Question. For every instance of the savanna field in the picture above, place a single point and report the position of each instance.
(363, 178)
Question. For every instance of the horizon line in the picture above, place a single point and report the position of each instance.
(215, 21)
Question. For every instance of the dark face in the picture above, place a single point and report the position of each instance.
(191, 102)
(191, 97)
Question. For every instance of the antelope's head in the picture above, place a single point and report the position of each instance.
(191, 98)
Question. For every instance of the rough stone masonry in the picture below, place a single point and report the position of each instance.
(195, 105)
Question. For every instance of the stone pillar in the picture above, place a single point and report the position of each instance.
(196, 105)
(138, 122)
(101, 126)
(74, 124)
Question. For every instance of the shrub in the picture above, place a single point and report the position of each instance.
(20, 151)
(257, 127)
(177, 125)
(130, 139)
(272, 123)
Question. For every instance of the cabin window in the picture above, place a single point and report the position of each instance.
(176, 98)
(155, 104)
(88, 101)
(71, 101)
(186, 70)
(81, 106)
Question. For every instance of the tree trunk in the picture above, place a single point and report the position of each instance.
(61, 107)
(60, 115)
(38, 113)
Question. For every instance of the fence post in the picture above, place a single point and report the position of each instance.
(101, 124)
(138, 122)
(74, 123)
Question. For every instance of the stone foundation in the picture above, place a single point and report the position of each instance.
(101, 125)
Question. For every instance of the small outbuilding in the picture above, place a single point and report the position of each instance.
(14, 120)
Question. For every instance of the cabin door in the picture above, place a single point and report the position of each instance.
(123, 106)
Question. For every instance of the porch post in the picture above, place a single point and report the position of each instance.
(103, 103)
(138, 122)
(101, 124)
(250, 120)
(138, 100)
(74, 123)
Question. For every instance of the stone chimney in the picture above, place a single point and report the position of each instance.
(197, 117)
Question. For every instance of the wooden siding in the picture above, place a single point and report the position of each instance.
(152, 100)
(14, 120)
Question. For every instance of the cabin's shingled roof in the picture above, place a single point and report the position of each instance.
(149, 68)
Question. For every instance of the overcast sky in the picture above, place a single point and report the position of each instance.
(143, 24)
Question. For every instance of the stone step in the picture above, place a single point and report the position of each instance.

**ASSIGNMENT**
Nothing in the entries above should differ when you return them in full.

**OUTPUT**
Question. For every instance of the savanna field in the picture above, place a single point and report the position of each instance.
(363, 178)
Question. For every instance of the horizon line in the picture above, place a single point and report the position of each instance.
(215, 21)
Question. For every instance of the dark face in the picture above, place a single point and report the position of each instance.
(191, 102)
(191, 97)
Question. For every instance of the antelope's head in the picture above, place a single point and report the position of each instance.
(191, 98)
Question. For every instance of the rough stone masonry in the picture below, place a single point and report the position of each instance.
(195, 105)
Question. For every instance of the stone pillar in the picture above, place a single point and report the position of each instance.
(196, 105)
(138, 122)
(101, 126)
(74, 124)
Question. For every instance of the shrub in the picture above, place a single point and report the position of each instance.
(20, 151)
(257, 127)
(177, 125)
(130, 139)
(272, 123)
Question. For every instance of the cabin window in the picture above, place a single point and report the position of each instance.
(176, 98)
(155, 104)
(88, 101)
(71, 101)
(186, 70)
(81, 106)
Question. For every instance of the tree trunk in the picture above, place a single point and report the position of each instance.
(61, 107)
(60, 115)
(38, 113)
Question. For every instance of the fence post in the picture above, place a single point and report the position of each instance.
(101, 124)
(138, 122)
(74, 123)
Question. For every instance of the stone foundation in the picture above, place a single point and report the position of each instance.
(101, 125)
Question. For every instance of the small outbuilding in the picture above, place a single point and report the position of each instance.
(14, 120)
Question. For every instance of the cabin door in the picture above, place a single point and report the position of each instance.
(123, 106)
Question. For every instance of the porch post in the picture above, place a single point and report the position of each instance.
(103, 103)
(138, 122)
(101, 124)
(250, 120)
(138, 100)
(74, 123)
Question. For every instance of the stone chimney in the picture above, place a single point and report the position of each instance.
(197, 117)
Question. For every instance of the wooden siding in the picture above, place a single point and report the position of each instance.
(152, 100)
(14, 120)
Question. For every instance of the cabin's shingled roof in the picture above, place a single point and report the position of each instance.
(149, 68)
Question. For every instance of the overcast sky in the picture above, place a single point and report the position of each instance.
(143, 24)
Question. For every instance of the stone step in the picture above, place a single point and report the position of each instance.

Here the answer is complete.